-- START Extract --

After finishing Andrew Ng’s machine learning courses, I decided it was time to try a project of my own. Part of what I like about ML is how it can be applied to almost anything. With that in mind, I wanted to try a project that hadn’t been done before.
I settled on finding the funniest friend in FRIENDS because it seemed like an unanswered question and because it’s something that my non-technical friends might find interesting.
In order to find the funniest friend in FRIENDS, we need to know which character generates the most laughter (per line). There are two caveats that I explain in the results article (which you should check out if you haven’t yet). The first is that we assume audience laughter (and length of laughter) maps to how funny a spoken line is. The second caveat is that we can’t capture purely non-verbal humor, which turns out to be ~3% of the show’s laughter (this is a rough calculation based on laughter’s proximity to spoken lines).
There are three main parts to figuring out which character is responsible for which laughter. First is identifying who is speaking and when. Second is identifying laughter and when it occurs. Third is piecing together the first two parts to figure out who is responsible for each instance of laughter.
The Who and the When
I talked the project over with some friends who know more about ML than I do. They advised me that the first part of the project (who is speaking when) is non-trivial when it comes to voice recognition algorithms. Detecting and differentiating human voices is still a difficult problem for ML. I read some papers and articles and it seemed to confirm my friends’ sentiments. Here is an example of an article that can identify different human voices with 80-85% accuracy. For my project, I didn’t think 80-85% accuracy would be high enough to draw any sort of conclusions about the funniest friend. That said, if you know of a relevant model for this sort of task please reach out!
With voice recognition ML not likely to perform accurately enough, I decided to try some different approaches. Because FRIENDS is so popular, there are fan-created script files for every episode in the show. These script files tell you who is speaking and what they say:
There have even been some data science articles written that make use of this script dataset in order to find interesting facts like who had the most speaking lines across all 10 seasons of the show.
These script files are great but they don’t tell us exactly WHEN any of these lines are said during the episode. Luckily, there are also subtitles files for each episode of the show. They tell you what is said and when it is said, but not WHO said it:
If we could somehow combine the script file and subtitles file, we could get the WHO and the WHEN that we need in order to figure out who speaks right before laughter. The script and subtitles both contain the WHAT (the spoken lines) so we can join them together using the WHAT to map the WHO to the WHEN.
If you look closely at the script and subtitles images above, you can see that mapping the lines to each other won’t be as easy as it sounds.

-- END Extract --

§ Tasks and exercises
1 – From the FRIENDS write-up, pull out the stretch from "These script files are" through "to the WHEN." word for word.
2 – According to the FRIENDS write-up, why did the author drop voice recognition for working out who is speaking and when? Answer in one to three sentences.

-- START Rows --

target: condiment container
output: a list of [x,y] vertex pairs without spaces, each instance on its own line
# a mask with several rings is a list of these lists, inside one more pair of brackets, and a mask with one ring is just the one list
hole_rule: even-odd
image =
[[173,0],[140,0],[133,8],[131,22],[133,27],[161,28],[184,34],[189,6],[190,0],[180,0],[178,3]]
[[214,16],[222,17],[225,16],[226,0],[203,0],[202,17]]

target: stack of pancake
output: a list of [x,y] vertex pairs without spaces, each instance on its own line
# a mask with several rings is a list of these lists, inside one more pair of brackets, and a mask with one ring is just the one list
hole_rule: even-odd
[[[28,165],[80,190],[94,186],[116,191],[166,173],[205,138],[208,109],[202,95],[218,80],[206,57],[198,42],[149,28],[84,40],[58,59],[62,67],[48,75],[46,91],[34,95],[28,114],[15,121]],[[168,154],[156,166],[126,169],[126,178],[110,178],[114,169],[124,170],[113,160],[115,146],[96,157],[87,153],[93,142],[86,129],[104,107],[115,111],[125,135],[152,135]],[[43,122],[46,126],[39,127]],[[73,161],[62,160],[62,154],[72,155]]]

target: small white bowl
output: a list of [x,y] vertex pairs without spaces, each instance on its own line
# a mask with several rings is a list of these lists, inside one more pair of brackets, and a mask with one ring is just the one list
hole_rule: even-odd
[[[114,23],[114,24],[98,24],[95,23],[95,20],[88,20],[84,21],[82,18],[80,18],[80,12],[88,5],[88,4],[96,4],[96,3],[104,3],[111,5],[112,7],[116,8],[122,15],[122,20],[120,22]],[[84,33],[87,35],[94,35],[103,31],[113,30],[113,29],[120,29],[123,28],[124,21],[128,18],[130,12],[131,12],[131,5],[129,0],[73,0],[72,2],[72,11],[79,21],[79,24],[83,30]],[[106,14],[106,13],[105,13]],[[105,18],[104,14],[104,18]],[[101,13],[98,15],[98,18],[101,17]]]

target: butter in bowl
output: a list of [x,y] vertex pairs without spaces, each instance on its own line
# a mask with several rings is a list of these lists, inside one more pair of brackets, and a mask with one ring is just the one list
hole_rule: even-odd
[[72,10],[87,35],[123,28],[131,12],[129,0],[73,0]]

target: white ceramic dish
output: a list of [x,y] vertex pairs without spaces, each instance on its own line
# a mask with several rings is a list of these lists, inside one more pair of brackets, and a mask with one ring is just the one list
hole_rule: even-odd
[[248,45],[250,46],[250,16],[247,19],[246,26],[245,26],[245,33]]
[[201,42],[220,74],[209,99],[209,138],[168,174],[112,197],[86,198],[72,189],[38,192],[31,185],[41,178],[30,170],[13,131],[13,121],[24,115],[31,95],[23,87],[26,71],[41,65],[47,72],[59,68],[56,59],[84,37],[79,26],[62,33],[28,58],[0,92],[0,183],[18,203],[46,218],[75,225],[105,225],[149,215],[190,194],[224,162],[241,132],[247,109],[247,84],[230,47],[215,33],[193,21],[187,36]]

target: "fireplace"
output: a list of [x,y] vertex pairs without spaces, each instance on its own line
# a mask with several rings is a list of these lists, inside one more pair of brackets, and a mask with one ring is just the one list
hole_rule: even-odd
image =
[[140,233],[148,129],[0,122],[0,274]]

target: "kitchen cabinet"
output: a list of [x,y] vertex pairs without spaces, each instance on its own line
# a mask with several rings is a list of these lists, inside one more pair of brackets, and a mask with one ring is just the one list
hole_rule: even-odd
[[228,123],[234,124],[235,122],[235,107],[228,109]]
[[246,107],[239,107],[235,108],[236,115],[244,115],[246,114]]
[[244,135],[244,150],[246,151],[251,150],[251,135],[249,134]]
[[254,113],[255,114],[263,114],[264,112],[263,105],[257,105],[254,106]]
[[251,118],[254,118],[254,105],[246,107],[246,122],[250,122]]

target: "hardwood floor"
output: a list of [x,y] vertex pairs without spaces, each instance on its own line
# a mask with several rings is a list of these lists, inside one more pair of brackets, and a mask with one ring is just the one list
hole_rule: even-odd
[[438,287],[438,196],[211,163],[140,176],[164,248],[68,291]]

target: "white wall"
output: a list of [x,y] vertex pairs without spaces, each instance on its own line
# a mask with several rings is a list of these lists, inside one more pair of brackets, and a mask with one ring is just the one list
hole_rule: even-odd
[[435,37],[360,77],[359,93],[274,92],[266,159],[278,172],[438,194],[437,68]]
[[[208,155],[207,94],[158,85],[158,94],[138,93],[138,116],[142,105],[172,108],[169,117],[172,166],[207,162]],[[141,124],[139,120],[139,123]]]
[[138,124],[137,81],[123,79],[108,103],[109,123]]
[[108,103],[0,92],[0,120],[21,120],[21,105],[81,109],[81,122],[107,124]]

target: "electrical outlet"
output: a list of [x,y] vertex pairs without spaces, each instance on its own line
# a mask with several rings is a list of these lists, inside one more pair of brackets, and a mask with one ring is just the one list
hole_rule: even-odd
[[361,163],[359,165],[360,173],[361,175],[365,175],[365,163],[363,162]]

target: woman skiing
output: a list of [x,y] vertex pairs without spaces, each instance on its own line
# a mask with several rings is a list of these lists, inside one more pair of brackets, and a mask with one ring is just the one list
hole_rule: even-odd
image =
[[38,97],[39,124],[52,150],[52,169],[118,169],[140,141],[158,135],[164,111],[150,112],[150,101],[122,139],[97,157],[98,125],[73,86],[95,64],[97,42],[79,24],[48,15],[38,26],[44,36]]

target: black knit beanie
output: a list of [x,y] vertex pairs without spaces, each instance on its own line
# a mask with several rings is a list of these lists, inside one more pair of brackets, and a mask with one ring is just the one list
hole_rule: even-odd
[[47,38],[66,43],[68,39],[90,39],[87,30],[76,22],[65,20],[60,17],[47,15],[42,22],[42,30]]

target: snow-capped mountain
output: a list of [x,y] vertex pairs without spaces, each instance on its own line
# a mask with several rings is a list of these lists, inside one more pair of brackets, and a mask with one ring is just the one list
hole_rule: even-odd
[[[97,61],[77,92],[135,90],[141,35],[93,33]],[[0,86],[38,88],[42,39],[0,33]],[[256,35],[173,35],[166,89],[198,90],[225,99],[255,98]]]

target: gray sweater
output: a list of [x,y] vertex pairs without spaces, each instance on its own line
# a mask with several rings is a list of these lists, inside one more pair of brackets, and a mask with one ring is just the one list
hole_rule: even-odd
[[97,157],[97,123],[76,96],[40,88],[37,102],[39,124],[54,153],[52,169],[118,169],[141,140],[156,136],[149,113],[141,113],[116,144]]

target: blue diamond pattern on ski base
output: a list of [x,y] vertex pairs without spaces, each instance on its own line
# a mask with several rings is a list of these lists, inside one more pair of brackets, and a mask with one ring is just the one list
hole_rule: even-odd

-- END Rows --

§ Full answers
1 –
These script files are great but they don’t tell us exactly WHEN any of these lines are said during the episode. Luckily, there are also subtitles files for each episode of the show. They tell you what is said and when it is said, but not WHO said it:
If we could somehow combine the script file and subtitles file, we could get the WHO and the WHEN that we need in order to figure out who speaks right before laughter. The script and subtitles both contain the WHAT (the spoken lines) so we can join them together using the WHAT to map the WHO to the WHEN.

2 – The voice recognition approach the author found could tell human voices apart with only about 80-85% accuracy. The author judged that too low to support any conclusion about the funniest friend. Friends who knew more about ML had also said that detecting and telling apart voices is hard, and the papers and articles the author read backed that up.